*Instruction:*
Return each of the following rows verbatim, in their original order, with no changes.

Items listed in a dataset
———

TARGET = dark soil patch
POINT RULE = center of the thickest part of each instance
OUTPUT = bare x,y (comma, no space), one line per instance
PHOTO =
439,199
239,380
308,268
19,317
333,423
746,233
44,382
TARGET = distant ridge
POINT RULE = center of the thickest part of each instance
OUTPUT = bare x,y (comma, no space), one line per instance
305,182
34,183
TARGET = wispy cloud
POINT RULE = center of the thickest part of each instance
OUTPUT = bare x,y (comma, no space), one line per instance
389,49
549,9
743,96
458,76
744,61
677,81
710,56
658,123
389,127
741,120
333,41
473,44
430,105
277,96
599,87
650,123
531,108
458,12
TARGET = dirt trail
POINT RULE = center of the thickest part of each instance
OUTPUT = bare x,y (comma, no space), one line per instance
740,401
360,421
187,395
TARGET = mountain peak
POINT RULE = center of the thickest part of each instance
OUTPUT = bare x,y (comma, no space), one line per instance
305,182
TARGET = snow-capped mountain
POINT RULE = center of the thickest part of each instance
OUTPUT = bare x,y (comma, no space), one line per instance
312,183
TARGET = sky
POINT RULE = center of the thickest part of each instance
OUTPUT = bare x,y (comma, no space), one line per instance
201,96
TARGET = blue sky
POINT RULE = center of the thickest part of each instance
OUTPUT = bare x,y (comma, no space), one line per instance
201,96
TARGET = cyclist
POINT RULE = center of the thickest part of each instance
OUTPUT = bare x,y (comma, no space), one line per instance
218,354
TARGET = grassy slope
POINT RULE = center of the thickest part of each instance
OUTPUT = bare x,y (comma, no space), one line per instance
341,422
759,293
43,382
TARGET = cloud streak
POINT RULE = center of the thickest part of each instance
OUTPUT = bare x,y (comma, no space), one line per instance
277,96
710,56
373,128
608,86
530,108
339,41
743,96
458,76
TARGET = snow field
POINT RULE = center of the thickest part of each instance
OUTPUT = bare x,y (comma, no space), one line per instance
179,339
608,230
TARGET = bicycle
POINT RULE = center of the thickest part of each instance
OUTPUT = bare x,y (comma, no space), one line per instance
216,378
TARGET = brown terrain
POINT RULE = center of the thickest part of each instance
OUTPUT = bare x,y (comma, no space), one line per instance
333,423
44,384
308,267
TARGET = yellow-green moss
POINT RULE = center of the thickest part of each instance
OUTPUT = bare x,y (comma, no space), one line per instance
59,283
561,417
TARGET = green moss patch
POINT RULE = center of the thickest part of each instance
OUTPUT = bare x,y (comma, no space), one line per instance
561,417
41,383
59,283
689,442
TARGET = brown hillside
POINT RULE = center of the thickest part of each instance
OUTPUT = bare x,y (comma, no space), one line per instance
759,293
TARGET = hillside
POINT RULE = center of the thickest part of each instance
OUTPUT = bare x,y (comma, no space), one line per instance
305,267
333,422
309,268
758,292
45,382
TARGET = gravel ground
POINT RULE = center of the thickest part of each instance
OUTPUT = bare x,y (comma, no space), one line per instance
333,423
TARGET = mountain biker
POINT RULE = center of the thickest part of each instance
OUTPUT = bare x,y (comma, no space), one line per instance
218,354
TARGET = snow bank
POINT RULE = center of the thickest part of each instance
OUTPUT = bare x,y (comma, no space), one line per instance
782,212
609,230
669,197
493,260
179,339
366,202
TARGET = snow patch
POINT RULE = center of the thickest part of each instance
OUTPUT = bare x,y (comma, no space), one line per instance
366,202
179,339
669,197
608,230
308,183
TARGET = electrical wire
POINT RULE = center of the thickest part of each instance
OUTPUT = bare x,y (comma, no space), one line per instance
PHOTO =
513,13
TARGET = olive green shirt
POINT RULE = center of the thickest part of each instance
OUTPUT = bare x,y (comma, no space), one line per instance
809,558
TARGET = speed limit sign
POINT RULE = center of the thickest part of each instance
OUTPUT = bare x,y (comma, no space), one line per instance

———

*Finished answer:*
TARGET = dark soil patch
POINT RULE = center of the thickest part of each instance
OUTPUT = bare x,y (comma, no space), one line per instance
PHOTO =
439,199
239,380
308,268
19,317
333,423
746,233
44,382
TARGET = distant ridge
POINT RULE = center of the thickest part of each instance
OUTPUT = bare x,y (comma, no space), one line per instance
305,182
34,183
TARGET = wispy cloud
POINT RULE = center of the thickest part of each instance
OUTPUT = bare x,y (comma, no space), one line per instance
389,49
549,9
743,96
458,76
744,61
677,81
710,56
658,123
389,127
741,120
333,41
473,44
430,105
277,96
599,87
650,123
531,108
458,12
TARGET = dirt trail
POINT RULE = center of the thickest part of each instance
OUTPUT = bare x,y (comma, no space), one line per instance
740,401
360,421
187,395
TARGET = mountain peak
POINT RULE = center of the thickest part of each instance
OUTPUT = bare x,y (comma, no space), one line per instance
305,182
TARGET = snow-capped mountain
POINT RULE = center of the thickest part of each instance
OUTPUT = bare x,y (comma, no space), one line per instance
312,183
TARGET = sky
POINT RULE = center of the thickest part of each instance
OUTPUT = bare x,y (comma, no space), one line per instance
201,96
TARGET = blue sky
POINT RULE = center of the thickest part of each instance
OUTPUT = bare x,y (comma, no space), one line per instance
201,96
TARGET = cyclist
POINT RULE = center of the thickest part of each instance
OUTPUT = bare x,y (comma, no space), one line per instance
218,354
TARGET = grassy slope
POINT RULE = center of the thickest part of each instance
OUTPUT = bare x,y (comma, no space), one line per instance
341,422
759,293
43,382
TARGET = cloud streak
POINT RULE = center of the thickest part of each instance
OUTPUT = bare x,y (comma, no space), one line per instance
277,96
710,56
373,128
608,86
530,108
339,41
743,96
458,76
TARGET = snow field
POINT RULE = center of the thickest part of each instance
OUTPUT = bare x,y (comma, no space), one line per instance
179,339
608,230
TARGET = bicycle
POINT RULE = center of the thickest part of each instance
OUTPUT = bare x,y (comma, no space), one line per instance
216,378
TARGET = brown terrain
POINT RULE = center of the thickest part of each instance
OUTPUT = bare x,y (comma, no space), one line per instance
333,423
44,384
308,267
TARGET = yellow-green moss
POINT RULE = center of the thickest part of each instance
OUTPUT = bare x,y (comma, no space), one line per instance
59,283
561,417
TARGET = green moss patch
POINT RULE = center of the thickest part of each instance
OUTPUT = bare x,y (comma, no space), one line per instance
561,417
41,383
59,283
689,442
TARGET = brown hillside
POINT RULE = center of the thickest part of each instance
OUTPUT = bare x,y (comma, no space), one line per instance
759,293
TARGET = hillside
POINT RULE = center of the thickest part of each instance
OUTPUT = bare x,y (comma, no space), one line per instance
305,267
333,422
309,268
758,292
45,382
TARGET = gravel ground
POINT RULE = center of the thickest part of each instance
OUTPUT = bare x,y (comma, no space), one line per instance
333,423
TARGET = mountain biker
POINT RULE = center of the thickest part of each instance
OUTPUT = bare x,y (comma, no space), one line per instance
218,354
TARGET = snow bank
POINT RULE = center of the thickest part of each instance
OUTPUT = bare x,y (comma, no space), one line per instance
782,212
609,230
669,197
493,260
179,339
366,202
TARGET = snow patch
POINT RULE = center of the thickest part of each instance
OUTPUT = bare x,y (comma, no space), one line per instance
366,202
179,339
669,197
608,230
308,183
TARGET = electrical wire
POINT RULE = center of the thickest part of each instance
OUTPUT = bare x,y (comma, no space), one line per instance
PHOTO =
513,13
TARGET = olive green shirt
POINT RULE = center of the thickest part of each instance
OUTPUT = bare x,y (comma, no space), one line per instance
809,558
TARGET = speed limit sign
POINT RULE = center of the thickest part of each instance
OUTPUT = bare x,y (comma, no space), one line per instance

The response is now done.